-- START OF Supplied text --
Sent from my XT1585 using Tapatalk


----------



## Seb K (Apr 21, 2009)

Le Duke said:


> Yes, and they develop new technology in the process. That's the difference.
> 
> They aren't just boring holes in things for the sake of reducing weight. That doesn't work in F1.
> 
> Sent from my XT1585 using Tapatalk


Where I have made holes they are done in the right places . The holes in the frame were from where I removed the cable guides. the other holes were from the manufacturers . Plse think before you post . It's getting boring now .


----------



## 006_007 (Jan 12, 2004)

karimian5 said:


> 'Not sure what you're looking for here. A pat on the back?' Well I see lots of others have made posts of their builds so I thought I would too . Maybe we should all pat each other on the back .
> 
> .


Aw crap, this is turning into a circle jerk now.


----------



## 006_007 (Jan 12, 2004)

It is a cool story of dedication and expendable income - If it is a showpiece, then cool, it will get conversations going.

If it is meant as an ultra-light XC rig, then I want to see some Nino-esque XC moves with it


----------



## Seb K (Apr 21, 2009)

006_007 said:


> Aw crap, this is turning into a circle jerk now.


:lol::winker:


----------



## Seb K (Apr 21, 2009)

Nino is awesome . FYI he got banned both from this site and the official WW site . He moved on though but I am still holding out on this site . Very nice community here spoiled by a few brats .


----------



## doccoraje (Jan 12, 2004)

karimian5 said:


> Nino is awesome . FYI he got banned both from this site and the official WW site .
-- END OF Supplied text --
-- START OF Dataset extract --
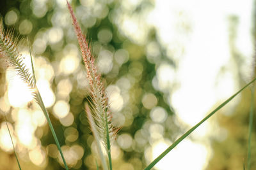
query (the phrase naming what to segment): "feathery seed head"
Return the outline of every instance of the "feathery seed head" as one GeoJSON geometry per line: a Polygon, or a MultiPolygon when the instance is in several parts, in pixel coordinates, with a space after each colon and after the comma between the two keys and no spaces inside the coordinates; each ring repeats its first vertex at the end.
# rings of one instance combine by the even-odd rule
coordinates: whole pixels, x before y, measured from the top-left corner
{"type": "Polygon", "coordinates": [[[17,46],[18,38],[14,38],[13,31],[4,31],[1,20],[0,22],[0,57],[4,59],[7,67],[10,65],[17,72],[29,89],[33,89],[35,82],[21,58],[17,46]]]}
{"type": "Polygon", "coordinates": [[[93,120],[99,136],[104,141],[107,148],[108,148],[107,146],[108,140],[115,138],[115,134],[117,130],[111,122],[112,115],[109,110],[108,99],[101,81],[100,74],[98,73],[98,69],[95,65],[95,59],[92,56],[90,47],[88,46],[88,41],[82,32],[70,4],[67,1],[67,3],[87,71],[87,78],[90,85],[92,99],[92,108],[93,112],[93,120]]]}

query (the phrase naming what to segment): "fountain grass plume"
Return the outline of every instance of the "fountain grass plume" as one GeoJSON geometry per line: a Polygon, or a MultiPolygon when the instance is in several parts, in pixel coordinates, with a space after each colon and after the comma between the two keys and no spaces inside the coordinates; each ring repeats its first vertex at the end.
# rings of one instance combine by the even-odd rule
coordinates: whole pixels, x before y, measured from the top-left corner
{"type": "Polygon", "coordinates": [[[91,48],[88,46],[85,36],[82,32],[70,4],[67,1],[67,3],[87,71],[87,78],[89,80],[91,90],[90,97],[92,99],[92,108],[93,121],[95,123],[99,136],[103,141],[104,145],[106,148],[109,167],[111,169],[110,141],[115,138],[117,129],[115,128],[111,123],[112,115],[109,111],[108,99],[101,81],[100,74],[99,73],[95,65],[95,58],[92,53],[91,48]]]}
{"type": "MultiPolygon", "coordinates": [[[[21,80],[28,85],[31,91],[31,94],[34,97],[35,100],[40,106],[43,113],[47,120],[50,129],[52,133],[52,136],[57,145],[57,148],[60,151],[61,157],[63,161],[64,166],[66,170],[68,170],[68,166],[62,153],[61,148],[57,136],[56,135],[52,124],[49,117],[48,112],[44,106],[41,95],[36,85],[36,79],[35,76],[34,67],[32,61],[32,56],[30,55],[32,73],[27,67],[25,63],[23,62],[23,59],[21,57],[21,54],[18,50],[18,38],[15,38],[13,31],[5,31],[2,25],[2,20],[0,20],[0,56],[4,57],[6,60],[6,64],[9,64],[11,68],[17,71],[17,74],[21,80]]],[[[30,49],[29,49],[30,52],[30,49]]],[[[31,53],[30,53],[31,54],[31,53]]]]}

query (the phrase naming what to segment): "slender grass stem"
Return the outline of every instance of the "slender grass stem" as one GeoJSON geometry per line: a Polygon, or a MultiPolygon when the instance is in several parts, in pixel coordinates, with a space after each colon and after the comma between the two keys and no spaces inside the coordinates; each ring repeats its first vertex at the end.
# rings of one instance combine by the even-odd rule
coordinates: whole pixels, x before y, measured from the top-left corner
{"type": "Polygon", "coordinates": [[[234,99],[237,94],[242,92],[245,88],[249,86],[250,84],[253,83],[256,80],[254,78],[252,81],[246,84],[244,87],[241,89],[235,94],[232,96],[225,102],[221,103],[219,106],[218,106],[215,110],[211,112],[208,115],[207,115],[204,118],[203,118],[200,122],[199,122],[196,125],[188,130],[186,133],[184,133],[182,136],[180,136],[178,139],[177,139],[171,146],[170,146],[165,151],[164,151],[159,156],[158,156],[155,160],[153,160],[145,169],[145,170],[148,170],[152,168],[161,159],[162,159],[167,153],[168,153],[173,148],[174,148],[179,143],[180,143],[184,139],[185,139],[188,136],[189,136],[193,131],[195,131],[198,126],[200,126],[202,123],[207,120],[209,118],[212,116],[217,111],[223,108],[228,103],[229,103],[232,99],[234,99]]]}
{"type": "Polygon", "coordinates": [[[35,87],[35,89],[36,89],[36,92],[35,93],[36,93],[36,97],[38,97],[38,102],[39,103],[38,103],[39,106],[41,107],[41,109],[44,112],[44,115],[45,115],[45,117],[46,118],[46,120],[47,120],[49,126],[50,127],[51,131],[52,132],[53,138],[54,138],[54,141],[55,141],[55,142],[56,142],[56,143],[57,145],[57,148],[60,151],[60,155],[61,155],[61,158],[62,158],[62,160],[63,161],[65,168],[66,169],[66,170],[68,170],[68,166],[67,165],[66,161],[65,160],[63,153],[62,153],[61,148],[60,147],[59,141],[58,140],[57,136],[56,136],[56,134],[55,133],[54,129],[53,128],[52,122],[51,122],[50,117],[49,117],[48,112],[47,112],[47,110],[45,108],[45,106],[44,106],[44,104],[43,100],[42,99],[41,95],[40,95],[40,92],[38,91],[38,89],[37,89],[36,86],[35,87]]]}
{"type": "Polygon", "coordinates": [[[112,159],[111,159],[111,152],[110,148],[110,140],[109,140],[109,133],[108,131],[108,115],[106,114],[106,129],[107,131],[107,147],[108,147],[108,162],[109,163],[109,168],[110,170],[112,170],[112,159]]]}
{"type": "Polygon", "coordinates": [[[247,169],[250,170],[251,168],[251,140],[252,133],[253,123],[253,112],[254,112],[254,88],[252,88],[252,98],[251,98],[251,107],[250,109],[249,116],[249,136],[248,136],[248,159],[247,159],[247,169]]]}

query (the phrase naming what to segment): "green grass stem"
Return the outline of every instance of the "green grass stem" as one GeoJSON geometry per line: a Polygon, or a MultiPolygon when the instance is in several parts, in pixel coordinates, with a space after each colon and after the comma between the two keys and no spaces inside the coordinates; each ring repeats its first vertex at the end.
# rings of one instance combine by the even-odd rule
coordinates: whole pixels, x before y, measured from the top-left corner
{"type": "MultiPolygon", "coordinates": [[[[28,39],[28,42],[29,43],[28,39]]],[[[38,104],[40,106],[42,110],[43,111],[44,115],[45,115],[45,118],[47,120],[47,123],[49,124],[49,126],[50,127],[50,129],[51,129],[51,131],[52,132],[52,136],[53,136],[53,138],[54,139],[55,143],[57,145],[57,148],[58,148],[58,150],[60,152],[60,155],[61,156],[62,160],[63,161],[65,168],[66,169],[66,170],[68,170],[68,166],[67,165],[66,160],[65,160],[63,153],[62,153],[61,148],[60,147],[59,140],[58,139],[57,136],[56,136],[56,134],[55,133],[55,131],[54,131],[54,129],[53,128],[53,126],[52,126],[52,122],[51,121],[50,117],[49,117],[48,112],[47,112],[47,110],[45,108],[45,106],[44,106],[44,103],[43,102],[43,99],[42,99],[41,95],[40,95],[40,94],[39,92],[39,90],[37,89],[37,87],[36,87],[36,80],[35,75],[35,69],[34,69],[34,65],[33,64],[32,55],[31,55],[31,51],[30,50],[30,48],[29,48],[29,54],[30,54],[30,60],[31,60],[31,62],[32,77],[33,77],[33,82],[34,82],[34,84],[35,84],[35,87],[34,87],[35,88],[35,92],[34,92],[35,99],[36,100],[36,102],[38,103],[38,104]]]]}
{"type": "Polygon", "coordinates": [[[60,152],[60,155],[61,156],[62,160],[63,161],[65,168],[66,169],[66,170],[68,170],[68,166],[67,165],[66,161],[65,160],[63,153],[62,153],[61,148],[60,147],[59,141],[58,141],[57,136],[56,136],[56,134],[55,133],[54,129],[53,128],[52,122],[51,122],[50,117],[49,117],[48,112],[47,112],[47,110],[45,108],[45,106],[44,106],[44,104],[43,100],[42,99],[41,95],[40,95],[40,92],[38,91],[38,89],[37,89],[36,86],[35,87],[35,89],[36,89],[35,93],[36,93],[36,97],[38,97],[38,102],[39,106],[41,107],[41,109],[44,112],[44,115],[45,115],[45,117],[46,118],[46,120],[47,120],[47,123],[49,124],[49,126],[50,127],[51,131],[52,132],[53,138],[54,138],[54,141],[55,141],[55,142],[56,142],[56,143],[57,145],[57,148],[59,150],[59,152],[60,152]]]}
{"type": "Polygon", "coordinates": [[[253,124],[253,112],[254,112],[254,88],[251,90],[251,107],[250,109],[249,116],[249,135],[248,135],[248,159],[247,159],[247,169],[250,170],[251,168],[251,141],[252,133],[253,124]]]}
{"type": "Polygon", "coordinates": [[[242,92],[245,88],[249,86],[250,84],[253,83],[256,80],[256,78],[254,78],[250,83],[246,84],[244,87],[241,89],[238,92],[237,92],[235,94],[232,96],[228,99],[227,99],[225,102],[221,103],[219,106],[218,106],[215,110],[214,110],[212,112],[211,112],[208,115],[207,115],[204,118],[203,118],[199,123],[195,125],[194,127],[188,130],[186,133],[184,133],[182,136],[180,136],[178,139],[177,139],[171,146],[170,146],[165,151],[164,151],[159,156],[158,156],[155,160],[153,160],[145,169],[145,170],[148,170],[152,168],[160,160],[161,160],[167,153],[168,153],[173,148],[174,148],[179,143],[180,143],[184,139],[185,139],[188,136],[189,136],[193,131],[195,131],[198,126],[200,126],[202,123],[204,123],[205,120],[209,118],[211,116],[212,116],[217,111],[220,110],[221,108],[223,108],[225,105],[226,105],[228,103],[229,103],[232,99],[234,99],[237,94],[239,94],[241,92],[242,92]]]}
{"type": "Polygon", "coordinates": [[[106,119],[106,129],[107,131],[107,150],[108,150],[108,162],[109,163],[109,168],[110,170],[112,170],[112,159],[111,159],[111,151],[110,148],[110,140],[109,140],[109,132],[108,131],[108,115],[106,114],[105,117],[106,119]]]}

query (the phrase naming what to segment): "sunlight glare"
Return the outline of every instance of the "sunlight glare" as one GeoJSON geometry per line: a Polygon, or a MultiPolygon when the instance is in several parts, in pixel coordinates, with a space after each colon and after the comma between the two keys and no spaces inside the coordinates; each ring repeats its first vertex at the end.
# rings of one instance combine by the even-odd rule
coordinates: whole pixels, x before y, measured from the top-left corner
{"type": "MultiPolygon", "coordinates": [[[[170,141],[160,141],[153,145],[151,161],[162,153],[170,144],[170,141]]],[[[204,169],[209,159],[207,152],[205,146],[184,139],[161,159],[156,167],[161,170],[204,169]]]]}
-- END OF Dataset extract --
> Work to do
a) Which lines of the records contain the string "feathery", matching case exactly? Return each of those lines.
b) Can you finish out the next part of the forum thread about the lightened bike build, picking up right after its last line?
The forum thread and the records are separate, unrelated material.

> The results
a)
query (the phrase naming what to segment): "feathery seed head"
Return the outline of every instance of the "feathery seed head" as one GeoJSON geometry per line: a Polygon, or a MultiPolygon when the instance is in several parts, in pixel coordinates, with a space after each colon and after the comma between the two keys and no spaces inside the coordinates; each ring repeats its first vertex at the end.

b)
My guess is that you are talking about a different Nino! Nino Schurter was never banned from this site (not sure he has ever been a member), and he is the one on that pic 006-007 posted.


----------



## Crossmaxx (Dec 2, 2008)

karimian5 said:


> Nino is awesome . FYI he got banned both from this site and the official WW site . He moved on though but I am still holding out on this site . Very nice community here spoiled by a few brats .


Well, you can at least tell how much of a WW you are when your first association with the name "Nino" isn't the reigning Olympic and World XC champion, but rather some WW guy with questionable sales ethics.


----------



## Crossmaxx (Dec 2, 2008)

karimian5 said:


> Crossmaxx - well I could make a bike out of foam but if you are comparing my carbon bike to foam then that is a bit extreme . I understand the point you are making but if I really wanted to make a bike that wouldn't hold to anything then i would indeed make cardboard frame and use plastic to make the wheels and get the bike below 1.5kg . Don't forget one of the other ways I was able to keep the weight down was making it fully rigid and singlespeed .


And that's all fair enough - as long as you provide some evidence that the bike is actually capable of what you're claiming it to be.


----------



## Le Duke (Mar 23, 2009)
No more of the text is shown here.